# Given instruction:
Rewrite the items from the line that contains "Tag the man in tan" through the end of the items, changing "eyeglasses" to "spectacles" and leaving everything else as it is.

Point annotation dataset items

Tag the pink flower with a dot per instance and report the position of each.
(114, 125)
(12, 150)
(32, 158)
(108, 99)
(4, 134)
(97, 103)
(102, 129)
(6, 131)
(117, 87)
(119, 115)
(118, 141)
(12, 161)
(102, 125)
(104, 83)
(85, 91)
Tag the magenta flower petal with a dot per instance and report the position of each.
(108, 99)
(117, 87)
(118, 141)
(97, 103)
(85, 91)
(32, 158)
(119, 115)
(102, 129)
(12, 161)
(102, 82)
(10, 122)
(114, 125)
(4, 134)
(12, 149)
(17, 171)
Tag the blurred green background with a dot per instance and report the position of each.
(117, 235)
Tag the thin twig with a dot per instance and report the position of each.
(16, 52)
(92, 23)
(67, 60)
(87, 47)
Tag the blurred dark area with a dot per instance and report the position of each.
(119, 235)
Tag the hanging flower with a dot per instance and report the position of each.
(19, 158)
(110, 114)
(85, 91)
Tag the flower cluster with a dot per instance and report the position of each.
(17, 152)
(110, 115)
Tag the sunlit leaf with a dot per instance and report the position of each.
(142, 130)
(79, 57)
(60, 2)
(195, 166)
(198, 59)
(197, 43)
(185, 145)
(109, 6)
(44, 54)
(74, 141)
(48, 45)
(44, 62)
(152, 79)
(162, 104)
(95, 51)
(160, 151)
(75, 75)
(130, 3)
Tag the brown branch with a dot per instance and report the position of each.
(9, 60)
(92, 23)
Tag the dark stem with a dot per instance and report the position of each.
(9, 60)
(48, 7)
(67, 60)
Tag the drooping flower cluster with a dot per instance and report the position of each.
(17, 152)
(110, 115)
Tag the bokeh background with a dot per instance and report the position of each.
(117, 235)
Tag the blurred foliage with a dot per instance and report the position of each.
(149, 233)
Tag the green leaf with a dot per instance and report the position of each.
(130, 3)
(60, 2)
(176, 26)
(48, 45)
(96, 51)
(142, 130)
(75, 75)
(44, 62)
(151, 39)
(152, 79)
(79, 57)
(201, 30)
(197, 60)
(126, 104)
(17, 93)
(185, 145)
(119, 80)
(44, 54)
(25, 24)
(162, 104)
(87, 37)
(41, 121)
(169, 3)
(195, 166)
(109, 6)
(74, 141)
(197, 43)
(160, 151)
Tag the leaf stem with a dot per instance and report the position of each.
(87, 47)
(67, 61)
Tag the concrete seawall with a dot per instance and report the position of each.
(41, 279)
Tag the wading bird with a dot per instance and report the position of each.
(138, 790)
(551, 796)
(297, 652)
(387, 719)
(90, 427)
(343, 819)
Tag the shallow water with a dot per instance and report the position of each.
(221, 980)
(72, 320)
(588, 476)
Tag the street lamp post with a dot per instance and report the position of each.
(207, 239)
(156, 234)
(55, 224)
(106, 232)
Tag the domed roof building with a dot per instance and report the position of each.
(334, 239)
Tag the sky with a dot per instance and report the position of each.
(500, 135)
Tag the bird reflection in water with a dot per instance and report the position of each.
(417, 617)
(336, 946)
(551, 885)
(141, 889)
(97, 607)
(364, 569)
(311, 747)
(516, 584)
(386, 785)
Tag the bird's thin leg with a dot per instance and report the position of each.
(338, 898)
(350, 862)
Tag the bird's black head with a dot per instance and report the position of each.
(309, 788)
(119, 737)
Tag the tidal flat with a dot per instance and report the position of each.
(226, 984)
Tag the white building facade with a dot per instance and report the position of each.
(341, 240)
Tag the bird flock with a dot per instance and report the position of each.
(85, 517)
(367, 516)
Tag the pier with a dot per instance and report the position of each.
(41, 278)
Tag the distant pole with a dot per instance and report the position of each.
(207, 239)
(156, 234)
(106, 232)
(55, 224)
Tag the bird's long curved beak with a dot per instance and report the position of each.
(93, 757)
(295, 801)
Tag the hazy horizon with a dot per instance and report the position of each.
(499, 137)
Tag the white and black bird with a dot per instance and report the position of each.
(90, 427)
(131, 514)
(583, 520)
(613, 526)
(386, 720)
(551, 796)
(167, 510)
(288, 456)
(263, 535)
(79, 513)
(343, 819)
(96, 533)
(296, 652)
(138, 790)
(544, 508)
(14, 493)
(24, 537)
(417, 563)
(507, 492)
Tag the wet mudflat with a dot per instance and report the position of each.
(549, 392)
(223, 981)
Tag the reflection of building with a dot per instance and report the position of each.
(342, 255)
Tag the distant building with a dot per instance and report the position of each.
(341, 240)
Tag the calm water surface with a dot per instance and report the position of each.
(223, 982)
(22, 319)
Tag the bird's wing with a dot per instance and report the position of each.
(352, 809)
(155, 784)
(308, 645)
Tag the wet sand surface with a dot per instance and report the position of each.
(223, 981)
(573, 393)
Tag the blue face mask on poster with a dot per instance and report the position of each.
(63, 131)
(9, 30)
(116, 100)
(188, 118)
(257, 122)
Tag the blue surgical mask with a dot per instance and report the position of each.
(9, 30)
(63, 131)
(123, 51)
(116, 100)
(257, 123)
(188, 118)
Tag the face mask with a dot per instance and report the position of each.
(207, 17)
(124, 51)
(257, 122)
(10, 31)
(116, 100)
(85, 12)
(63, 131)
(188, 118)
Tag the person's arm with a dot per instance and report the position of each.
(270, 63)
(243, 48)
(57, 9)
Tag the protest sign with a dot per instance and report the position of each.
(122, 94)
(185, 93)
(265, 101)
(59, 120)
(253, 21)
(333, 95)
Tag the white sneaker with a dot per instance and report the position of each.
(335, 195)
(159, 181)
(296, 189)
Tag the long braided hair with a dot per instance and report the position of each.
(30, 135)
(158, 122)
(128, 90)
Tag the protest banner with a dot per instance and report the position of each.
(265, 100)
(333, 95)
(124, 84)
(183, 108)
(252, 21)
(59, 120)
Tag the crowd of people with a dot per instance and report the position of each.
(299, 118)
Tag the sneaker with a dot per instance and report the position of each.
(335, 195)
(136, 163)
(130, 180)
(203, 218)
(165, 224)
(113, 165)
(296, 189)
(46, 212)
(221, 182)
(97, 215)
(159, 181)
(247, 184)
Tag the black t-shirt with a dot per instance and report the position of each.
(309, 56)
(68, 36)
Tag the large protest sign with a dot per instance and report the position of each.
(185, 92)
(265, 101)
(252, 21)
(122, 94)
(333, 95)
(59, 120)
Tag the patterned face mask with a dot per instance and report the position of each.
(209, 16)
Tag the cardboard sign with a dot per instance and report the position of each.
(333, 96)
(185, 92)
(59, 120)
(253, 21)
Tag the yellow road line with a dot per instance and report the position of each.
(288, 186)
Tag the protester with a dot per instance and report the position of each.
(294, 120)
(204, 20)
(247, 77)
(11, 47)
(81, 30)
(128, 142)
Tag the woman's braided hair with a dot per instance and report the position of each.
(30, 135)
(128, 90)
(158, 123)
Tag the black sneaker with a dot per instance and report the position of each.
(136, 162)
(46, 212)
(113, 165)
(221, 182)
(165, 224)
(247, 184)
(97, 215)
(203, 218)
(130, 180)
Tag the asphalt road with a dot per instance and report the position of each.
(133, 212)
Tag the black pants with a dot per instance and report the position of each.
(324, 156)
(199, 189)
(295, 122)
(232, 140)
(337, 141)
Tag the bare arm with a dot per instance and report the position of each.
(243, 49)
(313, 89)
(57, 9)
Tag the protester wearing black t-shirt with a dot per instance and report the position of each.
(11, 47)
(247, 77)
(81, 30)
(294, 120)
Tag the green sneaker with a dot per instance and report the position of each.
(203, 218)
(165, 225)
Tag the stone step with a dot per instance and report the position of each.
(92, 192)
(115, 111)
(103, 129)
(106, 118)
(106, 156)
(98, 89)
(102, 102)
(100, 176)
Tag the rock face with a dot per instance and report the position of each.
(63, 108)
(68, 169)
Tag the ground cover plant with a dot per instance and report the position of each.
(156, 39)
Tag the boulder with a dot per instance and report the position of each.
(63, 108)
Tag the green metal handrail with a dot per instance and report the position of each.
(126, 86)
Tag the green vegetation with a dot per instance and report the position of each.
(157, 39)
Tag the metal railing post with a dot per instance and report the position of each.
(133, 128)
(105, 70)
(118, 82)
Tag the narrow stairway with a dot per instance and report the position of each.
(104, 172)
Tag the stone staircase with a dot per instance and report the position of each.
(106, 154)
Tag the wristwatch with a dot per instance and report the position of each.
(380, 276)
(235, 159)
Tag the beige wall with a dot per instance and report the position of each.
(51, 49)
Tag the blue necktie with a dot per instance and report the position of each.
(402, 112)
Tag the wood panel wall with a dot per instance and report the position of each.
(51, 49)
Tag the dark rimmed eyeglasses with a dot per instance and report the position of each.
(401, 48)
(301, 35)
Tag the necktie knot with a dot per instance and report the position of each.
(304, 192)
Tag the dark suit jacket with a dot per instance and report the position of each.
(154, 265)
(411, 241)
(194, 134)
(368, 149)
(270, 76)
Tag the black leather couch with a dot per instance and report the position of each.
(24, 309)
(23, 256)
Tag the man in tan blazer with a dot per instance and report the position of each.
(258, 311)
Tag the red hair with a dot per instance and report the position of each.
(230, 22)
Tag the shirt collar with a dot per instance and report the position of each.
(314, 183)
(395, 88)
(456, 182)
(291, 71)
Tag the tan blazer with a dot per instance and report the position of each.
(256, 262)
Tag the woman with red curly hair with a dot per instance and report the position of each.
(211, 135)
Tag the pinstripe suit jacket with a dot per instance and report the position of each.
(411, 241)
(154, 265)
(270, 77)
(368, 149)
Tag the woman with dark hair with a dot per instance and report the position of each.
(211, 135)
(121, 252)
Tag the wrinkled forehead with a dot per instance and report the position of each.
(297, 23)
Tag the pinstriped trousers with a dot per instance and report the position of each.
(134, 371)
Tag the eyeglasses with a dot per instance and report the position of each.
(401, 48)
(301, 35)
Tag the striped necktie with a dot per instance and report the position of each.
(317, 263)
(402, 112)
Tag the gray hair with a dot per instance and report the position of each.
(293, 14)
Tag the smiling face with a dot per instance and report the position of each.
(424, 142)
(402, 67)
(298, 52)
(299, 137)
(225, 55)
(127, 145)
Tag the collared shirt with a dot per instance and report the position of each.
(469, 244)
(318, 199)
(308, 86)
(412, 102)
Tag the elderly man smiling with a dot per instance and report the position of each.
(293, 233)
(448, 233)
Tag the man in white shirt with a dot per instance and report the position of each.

# Solution to this task:
Tag the man in tan blazer with a dot per instance and report the position of each.
(258, 311)
Tag the red hair with a dot per instance and report the position of each.
(230, 22)
Tag the shirt collar with a dot per instance and report the position of each.
(314, 183)
(395, 88)
(456, 182)
(291, 71)
Tag the tan blazer with a dot per instance and report the position of each.
(256, 262)
Tag the woman with red curly hair with a dot per instance and report the position of each.
(211, 135)
Tag the pinstripe suit jacket with a dot per instance and report the position of each.
(411, 241)
(154, 265)
(270, 77)
(368, 149)
Tag the woman with dark hair with a dot per instance and report the position of each.
(211, 135)
(121, 252)
Tag the wrinkled forehead with a dot per instance and report the position of each.
(297, 23)
Tag the pinstriped trousers with a dot per instance and report the position of each.
(134, 371)
Tag the spectacles with a dot per instance and report the position of each.
(401, 48)
(301, 35)
Tag the striped necktie with a dot per instance and report the position of each.
(317, 263)
(402, 112)
Tag the gray hair with a dot per instance and report the position of each.
(293, 14)
Tag the smiling face with a dot per instance and report the position of each.
(424, 142)
(402, 67)
(298, 52)
(299, 137)
(225, 55)
(127, 145)
Tag the collared shirt with a dot per instance and report the position of each.
(469, 244)
(318, 199)
(308, 86)
(412, 102)
Tag the elderly man smiling with a dot per instance and report the position of each.
(293, 233)
(448, 233)
Tag the man in white shirt with a dot per instance and report the position of each.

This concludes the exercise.